>> Start DATA PROVIDED
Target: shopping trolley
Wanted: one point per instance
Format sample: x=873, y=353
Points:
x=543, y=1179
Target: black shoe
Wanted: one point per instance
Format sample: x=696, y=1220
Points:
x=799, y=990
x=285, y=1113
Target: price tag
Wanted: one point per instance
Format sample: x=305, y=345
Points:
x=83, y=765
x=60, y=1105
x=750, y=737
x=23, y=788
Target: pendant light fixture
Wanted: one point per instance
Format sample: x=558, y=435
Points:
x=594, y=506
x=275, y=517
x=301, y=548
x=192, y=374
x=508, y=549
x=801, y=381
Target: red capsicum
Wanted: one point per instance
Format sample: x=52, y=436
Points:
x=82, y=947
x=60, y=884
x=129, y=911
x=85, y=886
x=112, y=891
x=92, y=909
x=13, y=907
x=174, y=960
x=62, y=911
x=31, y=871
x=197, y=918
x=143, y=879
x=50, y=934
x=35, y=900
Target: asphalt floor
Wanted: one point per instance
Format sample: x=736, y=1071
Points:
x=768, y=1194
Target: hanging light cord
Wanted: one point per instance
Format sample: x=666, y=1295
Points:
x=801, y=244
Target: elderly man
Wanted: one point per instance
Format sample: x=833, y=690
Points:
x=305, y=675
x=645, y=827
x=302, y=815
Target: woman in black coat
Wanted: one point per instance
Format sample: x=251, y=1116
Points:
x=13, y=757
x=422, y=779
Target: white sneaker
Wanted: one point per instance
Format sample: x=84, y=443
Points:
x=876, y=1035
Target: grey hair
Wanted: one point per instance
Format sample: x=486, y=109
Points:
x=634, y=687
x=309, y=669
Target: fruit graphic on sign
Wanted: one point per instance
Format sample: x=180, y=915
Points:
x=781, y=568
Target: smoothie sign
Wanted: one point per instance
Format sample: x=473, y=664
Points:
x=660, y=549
>> End DATA PROVIDED
● **YOUR GOAL**:
Reproduce the entire listing above, renaming every "Target" to "Object" and leaving all other text unchanged.

● **ANSWER FOR THE TASK**:
Object: shopping trolley
Wanted: one point per instance
Format sample: x=873, y=353
Points:
x=543, y=1179
Object: black shoe
Wanted: one point per instance
Format sample: x=696, y=1220
Points:
x=799, y=990
x=285, y=1113
Object: price tag
Wanted: one point per instance
Format sample: x=305, y=345
Points:
x=83, y=765
x=60, y=1105
x=750, y=737
x=23, y=788
Object: pendant light fixture
Wanted: one point per instance
Format sample: x=558, y=435
Points:
x=594, y=506
x=275, y=517
x=301, y=548
x=192, y=374
x=508, y=549
x=801, y=381
Object: red capsicum
Wanted: one point per instance
Format sample: x=52, y=436
Points:
x=82, y=947
x=60, y=884
x=129, y=911
x=85, y=886
x=112, y=891
x=92, y=909
x=13, y=907
x=174, y=960
x=62, y=911
x=31, y=871
x=197, y=918
x=143, y=879
x=50, y=934
x=35, y=900
Object: asphalt floor
Wanted: one point per instance
Format sample: x=736, y=1071
Points:
x=768, y=1194
Object: hanging light cord
Wanted: one point per instance
Format sample: x=666, y=1295
Points:
x=801, y=244
Object: elderly man
Wanted: one point per instance
Format sample: x=833, y=690
Points:
x=305, y=675
x=645, y=827
x=302, y=815
Object: woman in black coat
Wanted: one point per instance
Format sample: x=251, y=1116
Points:
x=13, y=757
x=422, y=779
Object: white sneaker
Wanted: one point per instance
Format sample: x=84, y=443
Points:
x=876, y=1035
Object: grey hair
Wanted: one point per instance
Format sample: x=486, y=109
Points:
x=634, y=687
x=309, y=669
Object: fruit graphic on sign
Wanted: one point per instance
Format sample: x=180, y=915
Points:
x=781, y=568
Object: smoothie sign
Wanted: one point per instance
Format sample: x=473, y=664
Points:
x=660, y=549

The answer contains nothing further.